Document text |
········

Ryan is a student at Lakehead University, studying Forestry within the faculty of Natural Resource Management with a specialization in wood science. Born and raised in Thunder Bay, the outdoors has been a large part of his life, which eventually led him to the Forestry program at Lakehead. Ryan has been very involved and successful both in and outside of school. He volunteered as a science camp group leader for elementary students, spent time with the boys and girls club through hockey and volunteered for the Rick Heinz hockey school for goalies. He was also a part of the leadership program at St. Patrick high school that focused on integrating and encouraging developmentally challenged students into mainstream school activities. He was the recipient of the BFL Jim Sterling Memorial award that recognizes one hockey player in Northwestern Ontario for academic, athletic and leadership qualities. Ryan also achieved an entry-level scholarship from Lakehead for obtaining an overall average above 85%. Throughout his first two years at Lakehead, Ryan has continued his academic success, earning a spot on the Dean’s List both years, all while continuing his passion for hockey – playing for the Junior B Northern Hawks and making two trips to the Keystone Cup in western Canada. Ryan has an open mind, accompanied by an inquisitive nature, and is always eager to further his knowledge. He’s constantly expanding his comfort zone and is excited to see what his passion for the environment will bring him in the future. He hopes to be exposed to a variety of aspects in the environmental field to help establish his career path.
Prince of Wales Award for Sustainable Forestry
His Royal Highness The Prince of Wales has recently sanctioned that the Institute will annually present The Prince of Wales Award for Sustainable Forestry. The purpose of this new award is to recognize the achievements of an outstanding young forest professional in Canada, and to encourage involvement in and dedication to the principles of sustainable forest management, sound forest science, and effective public outreach. To be eligible for the award, candidates must either be a student or recent graduate (within five years) from a Canadian forestry, natural resources or environmental science university or college program, and must have made outstanding contributions to the their school and program, and to forest professionalism in general, within their community. Eligible recipients must also be members in good standing of the Institute, thus demonstrating their personal commitment to lifelong continuing education and professional development, and their support of forest professionalism. This year’s recipient of The Prince of Wales Award for Sustainable Forestry was Christine Leduc.
Tree of Life Recipients
The Tree of Life Awards are nationally recognized, but are selected by the Sections of the Institute. They are awarded to individuals who have made superior, dedicated or particularly effective contributions to sustainable forest resource management, forest renewal or sustained yield, and integrated management of the forest and its intrinsic resources. The following four members received Tree of Life Awards this year.

········

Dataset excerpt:
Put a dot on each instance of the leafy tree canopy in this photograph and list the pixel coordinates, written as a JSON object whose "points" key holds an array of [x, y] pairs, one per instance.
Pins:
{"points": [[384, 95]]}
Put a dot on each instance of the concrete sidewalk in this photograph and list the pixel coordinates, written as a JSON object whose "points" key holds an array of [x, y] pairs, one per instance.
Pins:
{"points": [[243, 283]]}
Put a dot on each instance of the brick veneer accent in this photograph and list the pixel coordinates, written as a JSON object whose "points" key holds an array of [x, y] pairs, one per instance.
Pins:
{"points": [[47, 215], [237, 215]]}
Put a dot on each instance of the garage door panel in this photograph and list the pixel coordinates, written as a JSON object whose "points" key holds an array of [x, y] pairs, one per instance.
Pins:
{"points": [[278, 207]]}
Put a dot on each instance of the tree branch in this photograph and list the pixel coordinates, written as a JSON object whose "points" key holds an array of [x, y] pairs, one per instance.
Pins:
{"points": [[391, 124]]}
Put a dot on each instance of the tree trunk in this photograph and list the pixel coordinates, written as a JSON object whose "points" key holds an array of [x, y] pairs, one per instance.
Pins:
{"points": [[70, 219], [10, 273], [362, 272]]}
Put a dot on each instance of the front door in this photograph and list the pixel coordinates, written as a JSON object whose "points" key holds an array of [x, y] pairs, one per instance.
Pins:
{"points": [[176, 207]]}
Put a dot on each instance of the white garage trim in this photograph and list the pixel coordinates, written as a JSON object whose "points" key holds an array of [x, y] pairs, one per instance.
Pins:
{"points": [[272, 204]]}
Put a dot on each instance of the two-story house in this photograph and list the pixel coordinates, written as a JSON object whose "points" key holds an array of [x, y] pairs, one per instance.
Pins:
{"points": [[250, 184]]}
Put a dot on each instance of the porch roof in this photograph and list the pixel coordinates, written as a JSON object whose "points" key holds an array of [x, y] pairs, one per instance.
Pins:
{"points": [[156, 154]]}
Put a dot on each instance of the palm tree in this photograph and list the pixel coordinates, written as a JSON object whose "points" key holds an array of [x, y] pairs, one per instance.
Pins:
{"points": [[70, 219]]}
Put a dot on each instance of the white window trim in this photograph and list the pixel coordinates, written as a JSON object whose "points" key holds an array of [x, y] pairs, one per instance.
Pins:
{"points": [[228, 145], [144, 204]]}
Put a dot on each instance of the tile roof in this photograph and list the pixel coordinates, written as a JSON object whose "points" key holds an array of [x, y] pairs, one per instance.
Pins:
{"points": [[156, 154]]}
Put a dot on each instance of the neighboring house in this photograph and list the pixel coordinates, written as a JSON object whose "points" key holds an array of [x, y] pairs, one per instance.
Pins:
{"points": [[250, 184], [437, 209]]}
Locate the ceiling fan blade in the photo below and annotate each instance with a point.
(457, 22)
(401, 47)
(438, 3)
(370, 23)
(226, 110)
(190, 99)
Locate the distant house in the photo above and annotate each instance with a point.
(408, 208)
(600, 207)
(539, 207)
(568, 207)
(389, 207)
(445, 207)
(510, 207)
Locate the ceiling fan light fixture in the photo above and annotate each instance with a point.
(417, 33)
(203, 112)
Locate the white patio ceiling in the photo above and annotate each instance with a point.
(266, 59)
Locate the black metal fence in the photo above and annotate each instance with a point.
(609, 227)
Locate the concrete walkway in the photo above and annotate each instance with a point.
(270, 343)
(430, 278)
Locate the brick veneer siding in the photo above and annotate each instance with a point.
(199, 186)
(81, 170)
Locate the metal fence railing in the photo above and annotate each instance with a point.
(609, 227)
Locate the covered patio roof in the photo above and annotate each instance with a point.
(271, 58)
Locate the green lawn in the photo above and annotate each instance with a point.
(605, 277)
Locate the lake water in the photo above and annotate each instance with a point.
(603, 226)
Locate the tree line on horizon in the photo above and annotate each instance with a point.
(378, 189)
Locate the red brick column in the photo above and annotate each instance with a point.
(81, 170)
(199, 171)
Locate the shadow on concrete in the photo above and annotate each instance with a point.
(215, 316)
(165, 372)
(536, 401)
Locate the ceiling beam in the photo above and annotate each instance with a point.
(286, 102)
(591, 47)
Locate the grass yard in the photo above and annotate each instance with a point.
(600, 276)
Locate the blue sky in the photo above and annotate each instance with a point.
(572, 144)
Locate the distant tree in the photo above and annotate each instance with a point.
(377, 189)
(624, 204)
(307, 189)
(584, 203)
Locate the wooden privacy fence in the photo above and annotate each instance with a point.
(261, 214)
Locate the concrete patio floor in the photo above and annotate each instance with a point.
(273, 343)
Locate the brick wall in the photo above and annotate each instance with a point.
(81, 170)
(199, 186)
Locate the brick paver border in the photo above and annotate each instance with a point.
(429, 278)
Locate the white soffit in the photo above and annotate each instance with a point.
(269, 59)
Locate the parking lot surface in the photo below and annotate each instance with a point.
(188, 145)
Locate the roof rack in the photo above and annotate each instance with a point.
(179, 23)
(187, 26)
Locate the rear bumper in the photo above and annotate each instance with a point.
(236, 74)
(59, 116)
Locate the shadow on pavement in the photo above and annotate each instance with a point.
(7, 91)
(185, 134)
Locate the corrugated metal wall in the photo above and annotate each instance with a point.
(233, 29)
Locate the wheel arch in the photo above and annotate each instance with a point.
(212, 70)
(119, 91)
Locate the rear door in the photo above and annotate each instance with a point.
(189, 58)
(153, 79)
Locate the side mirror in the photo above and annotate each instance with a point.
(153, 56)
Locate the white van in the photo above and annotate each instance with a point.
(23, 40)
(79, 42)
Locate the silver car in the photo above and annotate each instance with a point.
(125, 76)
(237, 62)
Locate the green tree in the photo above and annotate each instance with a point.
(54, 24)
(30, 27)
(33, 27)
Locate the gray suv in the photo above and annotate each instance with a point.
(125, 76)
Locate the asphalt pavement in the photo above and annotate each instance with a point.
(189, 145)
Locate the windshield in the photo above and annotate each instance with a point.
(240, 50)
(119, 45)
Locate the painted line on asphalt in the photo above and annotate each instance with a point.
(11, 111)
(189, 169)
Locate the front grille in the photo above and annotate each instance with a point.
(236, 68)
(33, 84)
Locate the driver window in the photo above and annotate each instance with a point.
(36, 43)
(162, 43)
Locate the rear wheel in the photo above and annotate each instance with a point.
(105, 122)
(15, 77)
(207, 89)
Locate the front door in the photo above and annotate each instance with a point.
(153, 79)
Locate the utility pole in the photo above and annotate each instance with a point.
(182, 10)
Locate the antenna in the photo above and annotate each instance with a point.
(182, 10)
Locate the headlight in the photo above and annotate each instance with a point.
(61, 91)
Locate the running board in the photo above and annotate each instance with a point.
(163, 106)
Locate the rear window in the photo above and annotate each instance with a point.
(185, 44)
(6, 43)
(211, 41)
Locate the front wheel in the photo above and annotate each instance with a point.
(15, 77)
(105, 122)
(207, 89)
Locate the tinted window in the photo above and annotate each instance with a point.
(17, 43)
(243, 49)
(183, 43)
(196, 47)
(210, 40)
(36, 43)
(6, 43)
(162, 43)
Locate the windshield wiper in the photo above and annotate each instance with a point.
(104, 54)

········

Problems |
1: Write out the stretch of the forestry awards text from "Tree of Life Recipients" through "Awards this year.".
2: Pull out every line of the entries that contains the word "wheel".

List of solutions |
1:
Tree of Life Recipients
The Tree of Life Awards are nationally recognized, but are selected by the Sections of the Institute. They are awarded to individuals who have made superior, dedicated or particularly effective contributions to sustainable forest resource management, forest renewal or sustained yield, and integrated management of the forest and its intrinsic resources. The following four members received Tree of Life Awards this year.

2:
Locate the wheel arch in the photo above and annotate each instance with a point.
Locate the rear wheel in the photo above and annotate each instance with a point.
Locate the front wheel in the photo above and annotate each instance with a point.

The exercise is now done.